__Given problem A__: Condense the paragraph beginning "The SMF configuration consists of several microservices" in the SMF documentation excerpt below into a short bulleted list that keeps its main facts.

=== Document section ===

The "udp-proxy" instance on this worker node binds to the VIP and assumes the role of the active "udp-proxy" POD. All "udp-proxy" instances in other worker nodes remain in the standby mode.

Node Monitoring Pod

Node monitor pod runs on all Kubernetes nodes, such as master and worker nodes to periodically check the operating state of other nodes. The nodes might become unreachable due to network issue or hardware transient issue.

Depending on the operating state of nodes, the node monitor pod switches to different modes. SMF uses nodemonitor CLI command in Global Configuration mode to switch between the modes.

The following configuration section provides more information on the command and modes.

Configure Node Monitoring Pod

The node monitoring pod switches to different modes to resolve the hardware transient issues.

To switch between the modes, use the following sample configuration:

config 
   nodemonitor mode { 0 | 1 | 2 | 3 interval wait_time } 
   end 

NOTES:

  • nodemonitor mode { 0 | 1 | 2 | 3 interval wait_time }

    • mode 0 —Disables the node monitoring functionality.

    • mode 1 —Enables the node monitoring and performs self-reboot only after reaching a hardcoded value of 2 seconds when two or more nodes are not reachable. This is the default setting.

    • mode 2 —Enables the node monitoring and performs self-reboot when two or more nodes are not reachable but not all the nodes.

    • mode 3 interval wait_time —Specify the time interval in seconds, after which the node monitoring pod is rebooted when two or more nodes are not reachable.

      wait_time must be an integer in the range of 5–300.

Configuration Example

The following is an example of node monitoring pod configuration.

config 
   nodemonitor mode 3 interval 15 
   end 

As per this example, the node monitoring pod waits for 15 seconds and then performs self-reboot when two or nodes are not reachable.

Configuration Verification

To verify the configuration, use the show running-config nodemonitor command.

The output of this show command displays the configuration related to mode of the node monitoring pod.

smf# show running-config nodemonitor 
nodemonitor mode 3 interval 15 

Services

The SMF configuration consists of several microservices that run on a set of discrete pods. Microservices are deployed during the SMF deployment. SMF uses these services to enable communication between the pods. When interacting with another pod, the service identifies the pod's IP address to initiate the transaction and acts as an endpoint for the pod.

The following table describes the SMF services and the pod on which they run.

Table 4. SMF Services and Pods
Service Name Pod Name Description
base-entitlement-smf base-entitlement-smf Supports Smart Licensing feature.
bgpspeaker-pod bgpspeaker Dynamic routing for L3 route management and BFD monitoring
datastore-ep-session cdl-ep-session Responsible for the CDL session.
datastore-notification-ep smf-rest-ep Responsible for sending the notifications from the CDL to the smf-service through smf-rest-ep.
datastore-tls-ep-session cdl-ep-session Responsible for the secure CDL connection.

=== Stored data ===

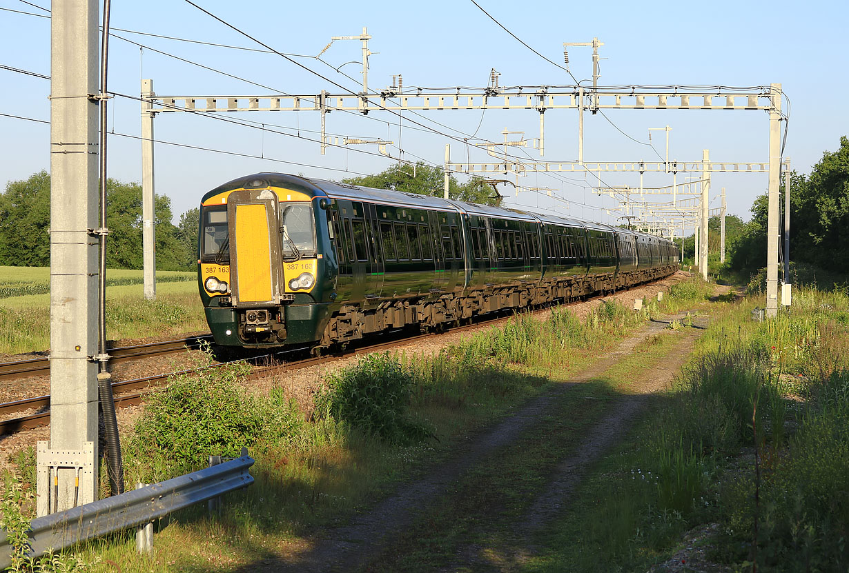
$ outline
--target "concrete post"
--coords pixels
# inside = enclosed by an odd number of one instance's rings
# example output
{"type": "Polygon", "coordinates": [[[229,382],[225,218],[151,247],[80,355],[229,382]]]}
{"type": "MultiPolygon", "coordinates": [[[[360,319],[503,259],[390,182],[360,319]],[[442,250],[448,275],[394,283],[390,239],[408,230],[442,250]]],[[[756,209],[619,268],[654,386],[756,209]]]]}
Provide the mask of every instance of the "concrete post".
{"type": "Polygon", "coordinates": [[[154,209],[154,81],[142,80],[142,245],[144,298],[156,298],[156,225],[154,209]]]}
{"type": "Polygon", "coordinates": [[[583,163],[583,88],[578,88],[578,163],[583,163]]]}
{"type": "Polygon", "coordinates": [[[711,172],[708,170],[709,152],[701,150],[701,242],[699,243],[699,270],[701,278],[707,281],[707,223],[710,220],[708,214],[708,197],[711,191],[711,172]]]}
{"type": "Polygon", "coordinates": [[[769,191],[767,216],[767,304],[765,315],[779,312],[779,178],[781,169],[781,84],[770,85],[769,191]]]}
{"type": "Polygon", "coordinates": [[[790,284],[790,161],[784,164],[784,284],[790,284]]]}
{"type": "Polygon", "coordinates": [[[448,183],[451,181],[451,175],[448,174],[448,164],[451,163],[451,144],[445,144],[445,183],[444,183],[444,197],[446,199],[448,198],[448,183]]]}
{"type": "Polygon", "coordinates": [[[97,0],[53,3],[50,444],[38,464],[56,468],[58,487],[49,483],[49,471],[38,472],[39,515],[73,506],[83,465],[77,502],[97,498],[98,241],[90,232],[98,226],[98,102],[89,94],[98,91],[98,15],[97,0]],[[80,461],[89,456],[91,464],[80,461]]]}
{"type": "Polygon", "coordinates": [[[693,262],[699,264],[699,227],[701,226],[700,221],[696,221],[695,230],[693,231],[693,262]]]}
{"type": "Polygon", "coordinates": [[[719,262],[725,262],[725,187],[722,187],[722,209],[719,217],[719,262]]]}

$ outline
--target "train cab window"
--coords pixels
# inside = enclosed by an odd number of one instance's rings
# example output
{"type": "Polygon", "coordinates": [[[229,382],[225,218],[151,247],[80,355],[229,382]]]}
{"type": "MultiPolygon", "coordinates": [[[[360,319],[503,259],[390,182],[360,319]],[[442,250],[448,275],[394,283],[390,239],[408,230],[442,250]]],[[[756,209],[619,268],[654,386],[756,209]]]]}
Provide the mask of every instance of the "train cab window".
{"type": "Polygon", "coordinates": [[[327,220],[327,231],[336,248],[336,259],[340,264],[345,264],[345,241],[342,236],[341,229],[339,225],[339,219],[335,212],[331,212],[330,219],[327,220]]]}
{"type": "Polygon", "coordinates": [[[362,219],[352,219],[351,223],[353,226],[353,231],[351,232],[354,247],[353,259],[360,261],[367,261],[368,260],[368,247],[366,243],[366,223],[362,219]]]}
{"type": "Polygon", "coordinates": [[[419,260],[422,258],[421,244],[419,242],[419,234],[414,223],[407,224],[407,240],[410,244],[410,259],[419,260]]]}
{"type": "Polygon", "coordinates": [[[230,241],[227,230],[227,207],[204,209],[204,260],[222,263],[230,259],[230,241]]]}
{"type": "Polygon", "coordinates": [[[410,248],[407,245],[407,233],[404,232],[404,224],[395,224],[395,244],[398,250],[398,260],[410,259],[410,248]]]}
{"type": "Polygon", "coordinates": [[[280,203],[283,258],[315,257],[312,206],[306,202],[280,203]]]}
{"type": "Polygon", "coordinates": [[[392,236],[392,224],[380,221],[380,239],[383,241],[383,257],[385,260],[393,261],[397,259],[395,250],[395,239],[392,236]]]}

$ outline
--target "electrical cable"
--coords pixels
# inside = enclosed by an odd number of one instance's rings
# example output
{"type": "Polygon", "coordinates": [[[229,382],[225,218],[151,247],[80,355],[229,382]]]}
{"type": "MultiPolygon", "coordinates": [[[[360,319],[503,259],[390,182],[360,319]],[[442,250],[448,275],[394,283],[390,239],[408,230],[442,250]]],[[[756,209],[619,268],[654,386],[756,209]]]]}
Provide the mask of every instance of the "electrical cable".
{"type": "MultiPolygon", "coordinates": [[[[13,118],[13,119],[15,119],[15,120],[25,120],[25,121],[32,121],[32,122],[40,123],[40,124],[47,124],[48,125],[50,125],[50,122],[48,121],[48,120],[37,120],[35,118],[24,117],[22,115],[13,115],[11,114],[3,114],[3,113],[0,113],[0,116],[13,118]]],[[[144,138],[142,137],[141,136],[133,136],[133,135],[129,134],[129,133],[121,133],[120,131],[110,131],[110,135],[118,136],[121,136],[121,137],[127,137],[128,139],[135,139],[135,140],[138,140],[138,141],[144,141],[144,138]]],[[[310,168],[310,169],[325,170],[328,170],[328,171],[341,171],[341,172],[344,172],[344,173],[351,173],[353,175],[363,175],[363,176],[368,176],[369,175],[368,173],[360,173],[358,171],[351,171],[350,170],[342,170],[342,169],[338,169],[338,168],[335,168],[335,167],[325,167],[323,165],[313,165],[313,164],[311,164],[299,163],[297,161],[288,161],[286,159],[278,159],[276,158],[271,158],[271,157],[262,157],[262,156],[260,156],[260,155],[251,155],[250,153],[240,153],[239,152],[234,152],[234,151],[227,151],[227,150],[224,150],[224,149],[216,149],[214,147],[205,147],[198,146],[198,145],[190,145],[190,144],[188,144],[188,143],[178,143],[177,142],[169,142],[169,141],[166,141],[164,139],[155,139],[155,138],[153,141],[154,141],[155,143],[162,143],[163,145],[170,145],[171,147],[183,147],[183,148],[186,148],[186,149],[193,149],[193,150],[195,150],[195,151],[206,151],[206,152],[210,152],[210,153],[221,153],[221,154],[224,154],[224,155],[233,155],[234,157],[243,157],[243,158],[247,158],[247,159],[264,159],[266,161],[273,161],[275,163],[283,163],[283,164],[290,164],[290,165],[297,165],[298,167],[307,167],[307,168],[310,168]]],[[[381,156],[381,157],[385,157],[385,156],[381,156]]]]}

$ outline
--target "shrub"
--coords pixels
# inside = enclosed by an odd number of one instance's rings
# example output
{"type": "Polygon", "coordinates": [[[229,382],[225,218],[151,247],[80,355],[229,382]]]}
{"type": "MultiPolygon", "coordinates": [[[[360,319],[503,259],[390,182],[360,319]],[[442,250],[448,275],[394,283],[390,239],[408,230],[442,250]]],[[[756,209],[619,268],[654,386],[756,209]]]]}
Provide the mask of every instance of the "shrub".
{"type": "Polygon", "coordinates": [[[391,442],[409,444],[433,436],[422,421],[408,414],[414,378],[388,353],[368,354],[325,381],[316,398],[319,415],[391,442]]]}
{"type": "Polygon", "coordinates": [[[245,368],[234,364],[177,375],[144,398],[131,451],[147,481],[205,467],[211,455],[237,457],[263,436],[262,409],[237,381],[245,368]]]}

===

__Given problem B__: Report every line of the entries above that contains the string "cable", copying each such line in full. Case counts.

__Exercise response A__:
- The SMF configuration is made up of several microservices running on a set of discrete pods.
- The microservices are deployed during the SMF deployment.
- SMF uses these services to let the pods communicate.
- When interacting with another pod, a service identifies that pod's IP address to start the transaction and acts as the pod's endpoint.

__Exercise response B__:
--target "electrical cable"
Provide the mask of every instance of the "electrical cable".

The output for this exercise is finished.